# START OF Excerpted passage
In an embodiment, the second subset of financial transaction data is a user selectable proportion of the first subset of financial transaction data.
In an embodiment, the validation component is arranged to validate operation of the at least one machine learning model by: excluding a defined third subset of financial transaction data associated with a plurality of properties from the training data set used to train the at least one machine learning model; and subsequently comparing the excluded financial transaction data with corresponding inferred property value indicators; wherein the third subset of financial transaction data is defined based on transaction dates within a defined period of the date of valuation.
In an embodiment, the defined period is user definable.
In an embodiment, the system includes a data standardisation component arranged to standardise the first property data so that the first property data is in a format compatible with the at least one machine learning model.
In an embodiment, the system includes an outlier remover component arranged to remove property data that is considered to be unlikely to be correct. In an embodiment, the system includes a missing value inferrer arranged to add data to a first property data field if the data for the property data field can be reasonably inferred.
In an embodiment, the missing value inferrer is arranged to add data to a property data field using a lookup table.
In an embodiment, the lookup table includes data indicative of average building areas, and the system is arranged to infer a building area of a property by determining whether the building area of the property is above or below an average property area using the first property data and the lookup table.
In an embodiment, the first property data includes names of buyers and sellers involved in a financial transaction, and the system is arranged to determine whether the financial transaction was between related parties using the names of buyers and sellers.
# END OF Excerpted passage
• [Requirement A] Update the part of the property valuation passage that opens with the words "In an embodiment, the lookup" and closes with "buyers and sellers.", putting "reference table" in place of "lookup table".
• [Requirement B] Continue the property valuation passage, starting after its last sentence.
The material after this sentence is separate from the property valuation passage.
# START OF Extracted entries
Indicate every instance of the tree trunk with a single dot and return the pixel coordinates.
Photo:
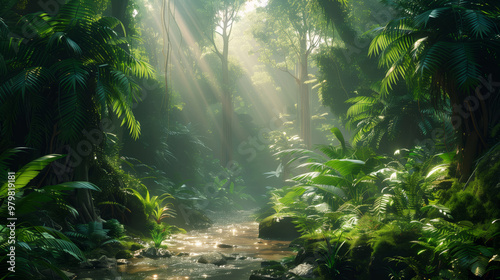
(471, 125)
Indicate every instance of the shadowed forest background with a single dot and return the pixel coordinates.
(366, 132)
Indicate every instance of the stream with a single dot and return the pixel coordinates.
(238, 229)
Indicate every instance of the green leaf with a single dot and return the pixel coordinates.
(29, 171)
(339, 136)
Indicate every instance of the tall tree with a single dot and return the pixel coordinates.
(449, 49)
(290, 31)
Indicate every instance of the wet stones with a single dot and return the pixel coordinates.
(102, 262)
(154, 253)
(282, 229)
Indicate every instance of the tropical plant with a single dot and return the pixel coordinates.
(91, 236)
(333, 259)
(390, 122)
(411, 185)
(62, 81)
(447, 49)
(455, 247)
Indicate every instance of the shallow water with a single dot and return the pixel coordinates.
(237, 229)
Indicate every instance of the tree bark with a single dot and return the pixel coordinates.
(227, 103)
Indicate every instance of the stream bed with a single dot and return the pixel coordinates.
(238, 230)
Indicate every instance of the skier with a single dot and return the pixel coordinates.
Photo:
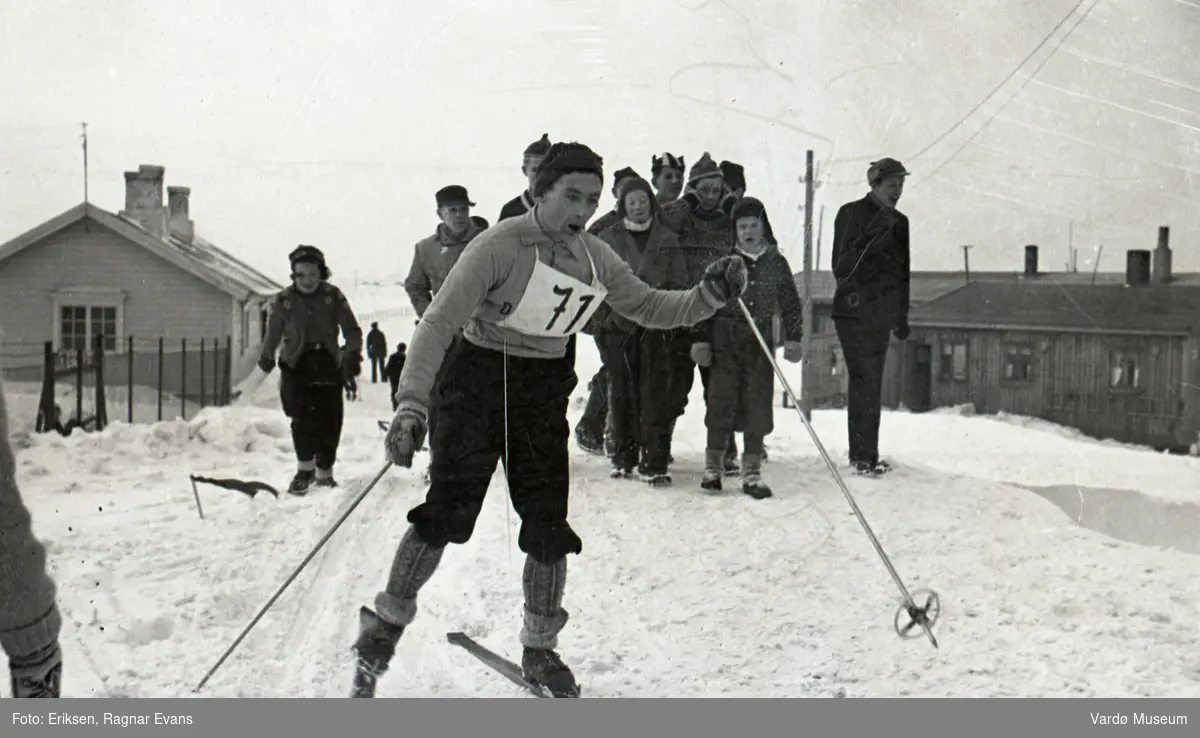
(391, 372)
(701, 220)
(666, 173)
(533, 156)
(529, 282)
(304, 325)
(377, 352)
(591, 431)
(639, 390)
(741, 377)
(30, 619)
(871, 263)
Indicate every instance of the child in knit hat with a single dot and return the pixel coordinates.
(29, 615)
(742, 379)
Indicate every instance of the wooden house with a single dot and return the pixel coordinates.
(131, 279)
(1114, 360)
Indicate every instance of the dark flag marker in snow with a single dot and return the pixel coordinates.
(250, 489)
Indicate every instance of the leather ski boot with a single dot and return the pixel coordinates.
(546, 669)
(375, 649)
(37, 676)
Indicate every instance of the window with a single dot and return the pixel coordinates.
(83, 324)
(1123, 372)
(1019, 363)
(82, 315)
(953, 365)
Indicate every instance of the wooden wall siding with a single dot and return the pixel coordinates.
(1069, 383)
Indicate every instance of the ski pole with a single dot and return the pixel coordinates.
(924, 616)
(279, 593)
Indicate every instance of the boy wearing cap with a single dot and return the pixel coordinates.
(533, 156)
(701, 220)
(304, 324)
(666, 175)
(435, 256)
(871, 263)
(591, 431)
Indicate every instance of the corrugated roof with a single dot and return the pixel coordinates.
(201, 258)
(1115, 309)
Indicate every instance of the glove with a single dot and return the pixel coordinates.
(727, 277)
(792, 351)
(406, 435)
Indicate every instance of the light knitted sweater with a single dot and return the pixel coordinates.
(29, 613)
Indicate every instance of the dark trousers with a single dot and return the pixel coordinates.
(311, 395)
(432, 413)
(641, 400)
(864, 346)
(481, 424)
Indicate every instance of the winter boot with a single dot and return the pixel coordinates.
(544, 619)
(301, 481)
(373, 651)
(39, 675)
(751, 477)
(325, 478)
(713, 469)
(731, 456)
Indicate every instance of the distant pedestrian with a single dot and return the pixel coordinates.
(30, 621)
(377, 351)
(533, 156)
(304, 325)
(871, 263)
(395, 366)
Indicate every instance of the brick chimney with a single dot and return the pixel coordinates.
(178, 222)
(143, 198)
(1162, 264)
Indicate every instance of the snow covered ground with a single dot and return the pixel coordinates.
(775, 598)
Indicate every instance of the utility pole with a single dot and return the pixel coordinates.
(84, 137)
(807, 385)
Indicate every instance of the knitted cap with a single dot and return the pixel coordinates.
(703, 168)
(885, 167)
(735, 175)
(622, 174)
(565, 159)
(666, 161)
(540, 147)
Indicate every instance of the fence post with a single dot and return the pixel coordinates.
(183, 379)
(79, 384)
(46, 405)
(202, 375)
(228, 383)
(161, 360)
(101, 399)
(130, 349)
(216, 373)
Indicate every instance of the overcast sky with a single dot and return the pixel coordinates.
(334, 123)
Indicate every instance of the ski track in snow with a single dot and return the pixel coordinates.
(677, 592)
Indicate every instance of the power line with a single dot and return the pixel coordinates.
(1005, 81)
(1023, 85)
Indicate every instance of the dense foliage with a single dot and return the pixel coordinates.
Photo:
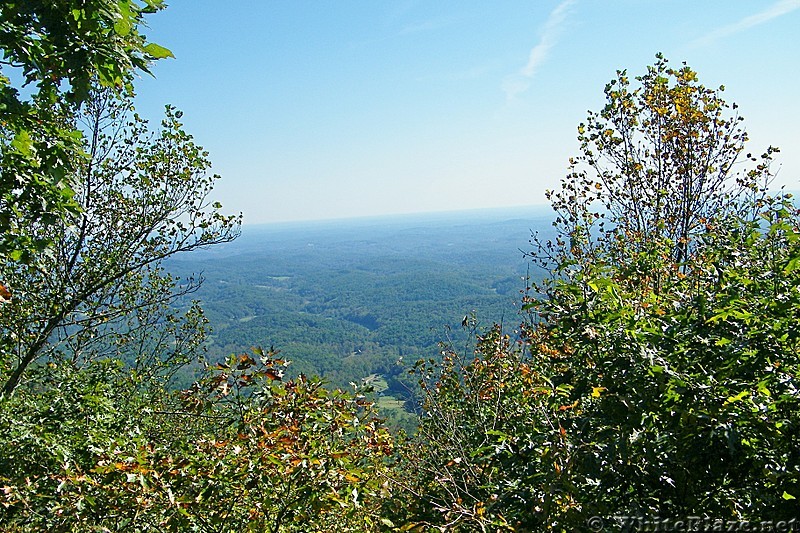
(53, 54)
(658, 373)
# END OF Extracted entries
• [Exercise response A]
In an embodiment, the reference table includes data indicative of average building areas, and the system is arranged to infer a building area of a property by determining whether the building area of the property is above or below an average property area using the first property data and the reference table.
In an embodiment, the first property data includes names of buyers and sellers involved in a financial transaction, and the system is arranged to determine whether the financial transaction was between related parties using the names of buyers and sellers.

• [Exercise response B]
In an embodiment, the system includes a data anonymiser arranged to remove data indicative of the buyer and seller names associated with properties after the determination is made as to whether the financial transaction was between related parties using the names of buyers and sellers.
In an embodiment, the system is arranged to facilitate reception of property value assessment criteria used by the system to predict the property value indicators. The property value assessment criteria may include a date of valuation, at least one property value indication type that defines the or each type of property value indication predicted by the system, a residential or industrial property type, and/or a date of effect.
The property value indication type may include a gross rental value, an unimproved value and/or a capital value.
In an embodiment, the system includes a plurality of machine learning models, each machine learning model associated with a combination of one property value indication type and one of residential or industrial property type.
In an embodiment, the system includes a database and the first property information is obtained from an external data source and stored in the database, the system extracting first property data from the database and using the extracted first property data to train the at least one machine learning model and infer property value indicators. In an embodiment, the system includes an online accessible user interface that may be a web-based user interface.
In an embodiment, the at least one machine learning model comprises at least one Gradient Boosting Machine (GBM) algorithm that uses an xboost library.
In an embodiment, the system is arranged to facilitate selection of a revaluation option wherein at least one machine learning model is trained using current first and second property data to produce at least one trained machine learning model, and the at least one trained machine learning model is used to infer property value indicators for all properties in a geographical area, or an interim assessment wherein property value indicators for a defined set of properties are inferred using an existing at least one trained machine learning model.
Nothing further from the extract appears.